## Start Dataset records

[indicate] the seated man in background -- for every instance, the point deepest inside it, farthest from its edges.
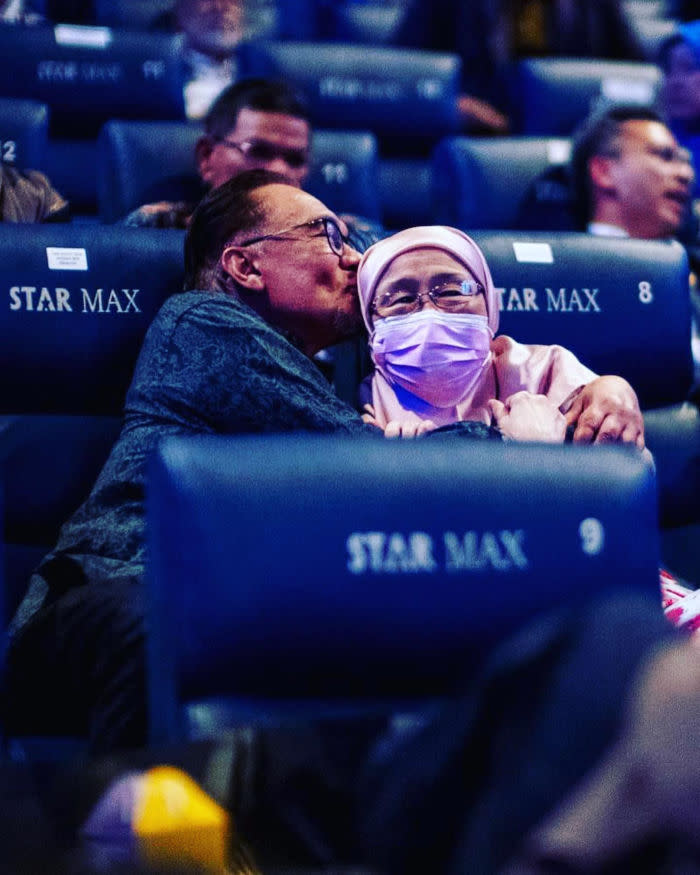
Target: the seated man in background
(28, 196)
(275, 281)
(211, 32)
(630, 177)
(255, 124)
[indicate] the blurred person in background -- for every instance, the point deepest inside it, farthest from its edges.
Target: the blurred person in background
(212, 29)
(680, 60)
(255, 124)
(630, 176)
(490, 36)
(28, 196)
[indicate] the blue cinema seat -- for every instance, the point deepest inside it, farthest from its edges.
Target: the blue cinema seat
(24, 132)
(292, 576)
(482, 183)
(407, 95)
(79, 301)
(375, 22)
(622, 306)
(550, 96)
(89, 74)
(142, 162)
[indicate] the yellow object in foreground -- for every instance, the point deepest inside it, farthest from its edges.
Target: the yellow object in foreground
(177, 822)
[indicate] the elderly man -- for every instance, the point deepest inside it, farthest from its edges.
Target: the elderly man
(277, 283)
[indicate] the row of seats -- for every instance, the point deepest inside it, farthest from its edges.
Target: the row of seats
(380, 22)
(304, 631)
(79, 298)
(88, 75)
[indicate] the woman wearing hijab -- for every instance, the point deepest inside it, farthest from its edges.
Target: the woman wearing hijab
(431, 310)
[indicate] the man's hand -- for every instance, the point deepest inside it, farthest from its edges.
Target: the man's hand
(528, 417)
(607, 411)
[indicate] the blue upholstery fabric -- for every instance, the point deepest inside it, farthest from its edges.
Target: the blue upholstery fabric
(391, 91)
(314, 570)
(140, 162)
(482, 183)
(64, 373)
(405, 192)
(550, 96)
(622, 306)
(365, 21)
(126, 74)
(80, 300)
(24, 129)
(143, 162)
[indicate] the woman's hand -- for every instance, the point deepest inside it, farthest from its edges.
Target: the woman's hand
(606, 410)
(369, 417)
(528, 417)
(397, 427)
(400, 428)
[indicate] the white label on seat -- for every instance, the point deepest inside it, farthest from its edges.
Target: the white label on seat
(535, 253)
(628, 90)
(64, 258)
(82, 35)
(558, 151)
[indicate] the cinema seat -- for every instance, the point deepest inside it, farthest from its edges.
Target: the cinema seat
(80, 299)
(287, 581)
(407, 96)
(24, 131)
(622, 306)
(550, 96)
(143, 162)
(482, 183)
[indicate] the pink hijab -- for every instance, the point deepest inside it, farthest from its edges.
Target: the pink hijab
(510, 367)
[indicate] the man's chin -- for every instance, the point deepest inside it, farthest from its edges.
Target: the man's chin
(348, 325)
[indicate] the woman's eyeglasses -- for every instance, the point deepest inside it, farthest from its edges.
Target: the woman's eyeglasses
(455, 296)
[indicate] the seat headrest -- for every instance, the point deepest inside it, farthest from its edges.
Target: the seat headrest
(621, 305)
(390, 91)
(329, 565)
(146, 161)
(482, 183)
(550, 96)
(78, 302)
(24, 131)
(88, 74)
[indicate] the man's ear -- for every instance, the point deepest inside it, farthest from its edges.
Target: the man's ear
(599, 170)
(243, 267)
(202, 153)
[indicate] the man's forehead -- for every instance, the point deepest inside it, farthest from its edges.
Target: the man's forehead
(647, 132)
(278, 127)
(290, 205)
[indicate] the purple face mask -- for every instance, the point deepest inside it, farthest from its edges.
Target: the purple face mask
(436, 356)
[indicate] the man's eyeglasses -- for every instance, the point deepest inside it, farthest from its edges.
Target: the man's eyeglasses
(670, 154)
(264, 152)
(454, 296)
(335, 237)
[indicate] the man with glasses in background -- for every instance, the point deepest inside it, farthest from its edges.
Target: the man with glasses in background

## End Dataset records

▸ **Direction**
Could you write out all of the material above again, substituting "innermost" for "deepest" wherever it occurs, keeping everything else unchanged and leaving the pictures out?

▸ **Reply**
[indicate] the seated man in background -- for every instance, the point innermost inside it, farthest from its edges.
Target: the seated man in background
(28, 196)
(275, 281)
(211, 32)
(630, 177)
(255, 124)
[indicate] the blurred person in background -- for every instance, the point innermost inside it, farthest from its edges.
Target: the blurred person in background
(212, 29)
(680, 60)
(255, 124)
(630, 176)
(490, 36)
(28, 196)
[indicate] the blue cinema seat -- for every instance, the point innermost inside it, farthest from its edges.
Target: the blue cinema seat
(24, 132)
(292, 576)
(482, 183)
(407, 95)
(79, 301)
(375, 22)
(622, 306)
(550, 96)
(89, 74)
(142, 162)
[indicate] the yellow object in foreground -- for every instance, the point innermost inside it, farthest from its edges.
Target: the yellow object in foreground
(177, 822)
[indicate] the elderly man -- for every instance, the point innermost inside it, farthest from its edges.
Target: the elderly man
(277, 283)
[indicate] the row of seats -- for every instance, the point innermost inside it, farthest from its edges.
Target: the row of seats
(380, 22)
(304, 631)
(79, 298)
(88, 75)
[indicate] the woman wearing hijab -- for every instance, the point innermost inside it, farthest from its edges.
Target: the woman wearing hijab
(431, 310)
[indicate] the man's hand -- for every instance, the point innermost inside it, farthest from its edges.
Target: the man's hand
(528, 417)
(607, 411)
[indicate] the blue upholstery fabric -- for every instance, the point innermost inside it, farthest from its edges.
Target: the blue upholstery fabric
(391, 91)
(314, 570)
(140, 162)
(482, 183)
(64, 373)
(405, 192)
(550, 96)
(622, 306)
(365, 21)
(126, 74)
(80, 300)
(24, 129)
(143, 162)
[indicate] the woman's hand -- for every instance, the point innermost inside it, farthest from its edges.
Target: the woman's hand
(606, 410)
(369, 417)
(528, 417)
(397, 427)
(400, 428)
[indicate] the white label on seat -- for every instance, the point innermost inside it, farthest from its edges.
Target: the white label on seat
(535, 253)
(628, 90)
(64, 258)
(82, 35)
(558, 151)
[indicate] the cinema seat -- for every instance, the point innermost inside it, farthest from its edges.
Target: the cinema seat
(80, 299)
(287, 581)
(407, 96)
(24, 131)
(622, 306)
(550, 96)
(143, 162)
(482, 183)
[indicate] the pink hijab -- for every instance, the point innermost inside it, farthest from its edges.
Target: the pink hijab
(510, 367)
[indicate] the man's chin -- for every instance, the point innermost inside it, farthest from its edges.
Target: the man's chin
(348, 325)
[indicate] the woman's eyeglasses -- for every instance, the point innermost inside it, farthest from its edges.
Target: the woman's eyeglasses
(455, 296)
[indicate] the seat headrest -- for every instance, the point innermost inside it, farthest from its edges.
Target: the seat headrest
(621, 305)
(390, 91)
(329, 565)
(146, 161)
(482, 183)
(550, 96)
(78, 302)
(24, 131)
(88, 74)
[indicate] the man's ear -- for every instance, the point innermost inside it, farthest from its edges.
Target: the man's ear
(599, 170)
(243, 267)
(202, 153)
[indicate] the man's forehead -- for every instance, the point innermost inside it, farthest from its edges.
Target: the man's forehead
(647, 132)
(278, 127)
(290, 205)
[indicate] the purple face mask -- for every instance, the point innermost inside it, farthest from its edges.
Target: the purple face mask
(436, 356)
[indicate] the man's eyeglasses -- for every instance, the point innermost inside it, farthest from its edges.
Target: the man's eyeglasses
(670, 154)
(264, 152)
(454, 296)
(335, 237)
[indicate] the man with glasses in background -- for every instance, the point innermost inside it, farthest from its edges.
Target: the man with glasses in background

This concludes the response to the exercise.